**Quoted text:**
———
There is a problem with this formulation, in that __enters_wait will atomically increment and decrement a waiter count, which __atomic_semaphore does not need, as it inherently tracks the presence of waiters. In the previous article, we introduced the notion of __enters_wait and __bare_wait types to be used by waiters and notifiers, respectively. We extend that notion also to support "bare" waiters.

  // This call is to be used by atomic types which track contention externally
  template
    void
    __atomic_wait_address_bare(const __detail::__platform_wait_t* __addr,
			       _Pred __pred) noexcept
    {
#ifdef _GLIBCXX_HAVE_PLATFORM_WAIT
      do
        {
          __detail::__platform_wait_t __val;
          if (__detail::__bare_wait::_S_do_spin(__addr, __pred, __val))
            return;
          __detail::__platform_wait(__addr, __val);
        }
      while (!__pred());
#else // !_GLIBCXX_HAVE_PLATFORM_WAIT
      __detail::__bare_wait __w(__addr);
      __w._M_do_wait(__pred);
#endif
    }

We also need to introduce a corresponding "bare" notify, which skips checks for waiters:

    struct __waiter_pool
    {
      // ...

      void
      _M_notify(const __platform_wait_t* __addr, bool __all, bool __bare) noexcept
      {
        if (!(__bare || _M_waiting()))
          return;

#ifdef _GLIBCXX_HAVE_PLATFORM_WAIT
        __platform_notify(__addr, __all);
#else
        if (__all)
———
**Items:**
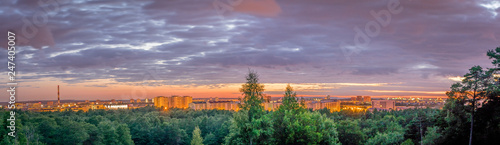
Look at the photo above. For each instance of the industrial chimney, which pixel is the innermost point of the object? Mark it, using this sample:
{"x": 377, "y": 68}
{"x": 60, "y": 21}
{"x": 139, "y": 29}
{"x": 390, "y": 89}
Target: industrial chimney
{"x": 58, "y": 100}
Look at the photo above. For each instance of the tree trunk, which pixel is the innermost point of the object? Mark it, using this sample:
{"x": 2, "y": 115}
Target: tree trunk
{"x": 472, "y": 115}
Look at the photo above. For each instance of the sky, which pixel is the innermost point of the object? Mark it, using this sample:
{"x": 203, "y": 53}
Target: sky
———
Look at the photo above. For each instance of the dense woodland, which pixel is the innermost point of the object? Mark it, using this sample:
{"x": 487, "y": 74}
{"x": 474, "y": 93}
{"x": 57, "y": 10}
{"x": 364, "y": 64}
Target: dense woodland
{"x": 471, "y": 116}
———
**Work to complete:**
1 - In the atomic-wait excerpt, shorten the paragraph that begins "There is a problem with this formulation" or recast it as a list, keeping its main facts.
2 - Give everything from "We also need" down to "(!(__bare || _M_waiting()))" in the atomic-wait excerpt again, substituting "__waiter_table" for "__waiter_pool".
3 - According to the comment in the atomic-wait excerpt, which atomic types is __atomic_wait_address_bare meant to be used by?

**Complete answers:**
1 -
- Problem: __enters_wait atomically increments and decrements a waiter count.
- __atomic_semaphore does not need that count, because it inherently tracks the presence of waiters.
- The previous article introduced __enters_wait and __bare_wait types, for use by waiters and notifiers respectively.
- That notion is now extended to support "bare" waiters.

2 -
We also need to introduce a corresponding "bare" notify, which skips checks for waiters:

    struct __waiter_table
    {
      // ...

      void
      _M_notify(const __platform_wait_t* __addr, bool __all, bool __bare) noexcept
      {
        if (!(__bare || _M_waiting()))

3 - Atomic types that track contention externally.